◆ EXERCISE MATERIAL:
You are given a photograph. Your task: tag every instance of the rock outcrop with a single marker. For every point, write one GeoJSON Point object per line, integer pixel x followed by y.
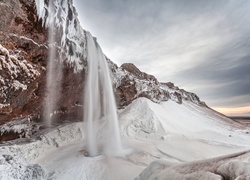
{"type": "Point", "coordinates": [24, 50]}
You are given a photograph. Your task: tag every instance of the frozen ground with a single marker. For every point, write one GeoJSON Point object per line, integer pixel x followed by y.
{"type": "Point", "coordinates": [170, 140]}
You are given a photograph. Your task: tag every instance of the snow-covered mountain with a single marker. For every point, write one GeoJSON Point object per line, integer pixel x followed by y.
{"type": "Point", "coordinates": [24, 55]}
{"type": "Point", "coordinates": [163, 128]}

◆ PROBLEM DETAILS:
Return all the entries word for word, but omit any pictures they contain.

◆ COMPLETED TASK:
You are given a photograph. Your task: tag every instance of the rock outcrop with a single marker. For every point, write one GeoJSON Point object per line, integer pixel x followed by y.
{"type": "Point", "coordinates": [24, 50]}
You are given a photograph. Your task: tag every instance of the frozen ground with a single marker. For every point, write one GeoJSON Point object per line, integer pixel x followed by y.
{"type": "Point", "coordinates": [170, 140]}
You are given a photograph. Your task: tag every instance of the snow-covered mountain with a single marker. For every point, write one GeoJSON Point object per line, integer pixel x followed by y.
{"type": "Point", "coordinates": [24, 55]}
{"type": "Point", "coordinates": [163, 128]}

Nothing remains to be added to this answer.